[[ Excerpt to read, beginning ]]

SEMA announced that most businesses in the specialty automotive industry will continue to operate during the COVID-19 pandemic. This is despite most states “shelter in place” regulations.
SEMA conducted the survey on April 1-7 in efforts to identify areas to support the aftermarket industry during the pandemic with hopes of recovery.
“The results of this survey show the resiliency of the specialty automotive industry and how it continues to push forward, working to move past the COVID-19 disruption,” said SEMA President and CEO Chris Kersting. “We are using this feedback to further develop resources to help member businesses through this time of economic interruption.”
Most aftermarket industry operations continue to remain open under the “essential business” designation, and more than half of the industry’s employees continue to work from a company site, as a large number of production, technical, logistical, and retail positions can only be done at a jobsite.

[[ Excerpt to read, end ]]
[[ Dataset excerpts, beginning ]]

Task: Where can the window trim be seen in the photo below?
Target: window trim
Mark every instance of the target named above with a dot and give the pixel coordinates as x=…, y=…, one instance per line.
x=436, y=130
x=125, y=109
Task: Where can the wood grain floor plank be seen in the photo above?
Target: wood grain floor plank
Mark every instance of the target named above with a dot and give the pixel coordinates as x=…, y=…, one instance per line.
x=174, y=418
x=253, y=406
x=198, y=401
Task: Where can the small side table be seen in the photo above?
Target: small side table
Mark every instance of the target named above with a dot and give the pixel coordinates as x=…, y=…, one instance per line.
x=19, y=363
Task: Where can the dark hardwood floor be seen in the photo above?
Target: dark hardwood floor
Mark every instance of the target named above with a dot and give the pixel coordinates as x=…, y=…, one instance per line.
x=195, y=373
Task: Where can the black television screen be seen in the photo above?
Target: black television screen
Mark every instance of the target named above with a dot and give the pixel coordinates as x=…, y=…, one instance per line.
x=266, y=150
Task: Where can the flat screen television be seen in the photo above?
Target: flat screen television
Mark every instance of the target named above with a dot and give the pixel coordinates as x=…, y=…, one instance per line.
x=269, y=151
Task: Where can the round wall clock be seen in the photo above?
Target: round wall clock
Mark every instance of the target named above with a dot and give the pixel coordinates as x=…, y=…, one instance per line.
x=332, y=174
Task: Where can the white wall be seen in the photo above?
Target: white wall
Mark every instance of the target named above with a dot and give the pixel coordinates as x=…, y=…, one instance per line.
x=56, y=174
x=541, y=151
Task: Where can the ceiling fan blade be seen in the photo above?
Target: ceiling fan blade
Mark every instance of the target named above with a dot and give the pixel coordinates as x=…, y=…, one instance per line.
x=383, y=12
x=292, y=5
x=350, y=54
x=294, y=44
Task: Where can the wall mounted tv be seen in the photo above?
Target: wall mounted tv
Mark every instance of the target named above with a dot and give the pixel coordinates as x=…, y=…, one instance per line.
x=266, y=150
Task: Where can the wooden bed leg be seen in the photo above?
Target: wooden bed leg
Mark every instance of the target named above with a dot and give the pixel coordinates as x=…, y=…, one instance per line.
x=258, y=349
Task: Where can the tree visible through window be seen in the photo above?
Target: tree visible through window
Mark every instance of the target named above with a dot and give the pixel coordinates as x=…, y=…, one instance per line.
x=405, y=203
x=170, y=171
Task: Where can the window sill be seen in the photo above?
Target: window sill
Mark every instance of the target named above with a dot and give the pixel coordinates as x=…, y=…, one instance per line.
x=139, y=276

[[ Dataset excerpts, end ]]
[[ Dataset excerpts, beginning ]]

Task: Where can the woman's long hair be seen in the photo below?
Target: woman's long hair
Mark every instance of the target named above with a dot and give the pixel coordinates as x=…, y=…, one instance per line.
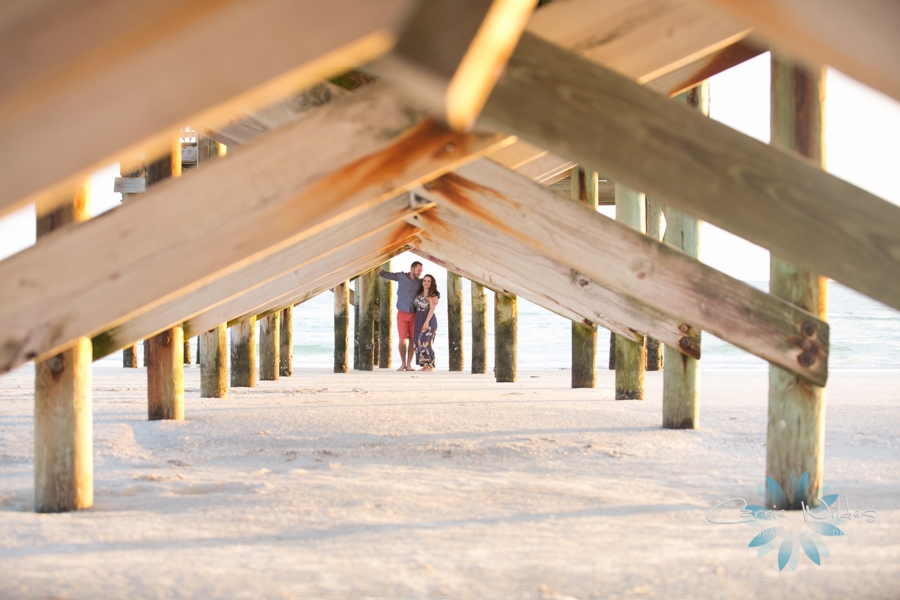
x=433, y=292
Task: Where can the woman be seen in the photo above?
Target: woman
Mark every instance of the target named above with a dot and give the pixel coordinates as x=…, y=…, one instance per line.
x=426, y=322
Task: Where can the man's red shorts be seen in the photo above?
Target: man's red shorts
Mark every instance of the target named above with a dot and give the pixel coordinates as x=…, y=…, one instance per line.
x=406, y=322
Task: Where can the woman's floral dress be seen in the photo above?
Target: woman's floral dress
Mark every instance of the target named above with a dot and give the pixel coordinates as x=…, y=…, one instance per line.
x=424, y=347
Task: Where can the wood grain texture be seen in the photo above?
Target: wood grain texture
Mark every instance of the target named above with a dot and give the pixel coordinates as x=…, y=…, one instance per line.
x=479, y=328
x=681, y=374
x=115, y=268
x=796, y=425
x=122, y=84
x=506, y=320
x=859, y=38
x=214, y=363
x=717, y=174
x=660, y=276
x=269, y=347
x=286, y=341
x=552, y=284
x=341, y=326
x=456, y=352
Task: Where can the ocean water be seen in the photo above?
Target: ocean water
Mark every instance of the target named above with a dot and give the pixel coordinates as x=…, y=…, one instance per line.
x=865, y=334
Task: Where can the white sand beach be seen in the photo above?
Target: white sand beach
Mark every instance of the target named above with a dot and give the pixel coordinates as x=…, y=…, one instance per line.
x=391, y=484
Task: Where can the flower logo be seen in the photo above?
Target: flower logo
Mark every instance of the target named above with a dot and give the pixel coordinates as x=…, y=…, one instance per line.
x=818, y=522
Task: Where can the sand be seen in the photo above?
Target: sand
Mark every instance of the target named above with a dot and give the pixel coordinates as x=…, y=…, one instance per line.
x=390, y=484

[[ Dataset excerpts, end ]]
[[ Dataset excerpts, beginning ]]

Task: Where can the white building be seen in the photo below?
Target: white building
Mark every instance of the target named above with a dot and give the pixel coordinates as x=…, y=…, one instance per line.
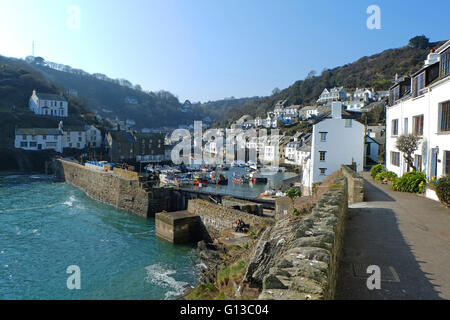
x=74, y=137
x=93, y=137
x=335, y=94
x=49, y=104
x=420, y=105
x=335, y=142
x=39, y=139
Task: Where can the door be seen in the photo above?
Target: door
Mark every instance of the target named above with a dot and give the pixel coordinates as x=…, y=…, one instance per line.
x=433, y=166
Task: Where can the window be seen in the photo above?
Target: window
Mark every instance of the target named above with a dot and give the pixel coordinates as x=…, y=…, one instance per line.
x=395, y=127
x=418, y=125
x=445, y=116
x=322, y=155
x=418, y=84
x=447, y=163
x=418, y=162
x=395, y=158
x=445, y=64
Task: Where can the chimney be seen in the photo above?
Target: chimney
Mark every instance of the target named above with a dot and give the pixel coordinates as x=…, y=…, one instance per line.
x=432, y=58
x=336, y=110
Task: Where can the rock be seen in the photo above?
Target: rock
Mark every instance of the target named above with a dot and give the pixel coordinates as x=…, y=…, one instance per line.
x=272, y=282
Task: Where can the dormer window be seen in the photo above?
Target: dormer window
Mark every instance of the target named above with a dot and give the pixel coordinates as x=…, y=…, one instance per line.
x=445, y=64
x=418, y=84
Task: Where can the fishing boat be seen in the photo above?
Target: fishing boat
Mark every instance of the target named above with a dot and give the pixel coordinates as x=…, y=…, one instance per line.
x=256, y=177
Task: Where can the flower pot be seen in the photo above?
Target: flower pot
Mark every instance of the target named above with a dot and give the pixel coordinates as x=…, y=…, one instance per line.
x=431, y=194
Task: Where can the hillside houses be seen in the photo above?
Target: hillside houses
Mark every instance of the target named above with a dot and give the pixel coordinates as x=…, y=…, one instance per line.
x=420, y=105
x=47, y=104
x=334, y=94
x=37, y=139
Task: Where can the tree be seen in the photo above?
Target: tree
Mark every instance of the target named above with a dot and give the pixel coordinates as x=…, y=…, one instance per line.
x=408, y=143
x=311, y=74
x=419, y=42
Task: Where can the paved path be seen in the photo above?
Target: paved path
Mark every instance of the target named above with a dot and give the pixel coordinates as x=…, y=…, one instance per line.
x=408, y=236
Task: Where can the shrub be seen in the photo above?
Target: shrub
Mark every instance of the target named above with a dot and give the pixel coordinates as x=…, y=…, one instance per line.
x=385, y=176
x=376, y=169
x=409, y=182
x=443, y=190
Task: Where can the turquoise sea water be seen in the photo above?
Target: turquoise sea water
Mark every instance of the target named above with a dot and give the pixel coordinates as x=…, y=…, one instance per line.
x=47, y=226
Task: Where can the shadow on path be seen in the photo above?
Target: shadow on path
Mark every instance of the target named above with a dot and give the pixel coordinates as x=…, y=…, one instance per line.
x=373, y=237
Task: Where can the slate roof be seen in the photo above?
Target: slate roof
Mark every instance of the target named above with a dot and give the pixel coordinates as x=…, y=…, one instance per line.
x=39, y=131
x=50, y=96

[[ Dataset excerpts, end ]]

Exercise 1: In the report on the SEMA survey, on what dates was the survey conducted?
Exercise 2: In the report on the SEMA survey, replace "pandemic" with "health crisis" in the passage starting at "SEMA announced that" and ending at "hopes of recovery.", and give that passage.

Exercise answer 1: April 1-7

Exercise answer 2:
SEMA announced that most businesses in the specialty automotive industry will continue to operate during the COVID-19 health crisis. This is despite most states “shelter in place” regulations.
SEMA conducted the survey on April 1-7 in efforts to identify areas to support the aftermarket industry during the health crisis with hopes of recovery.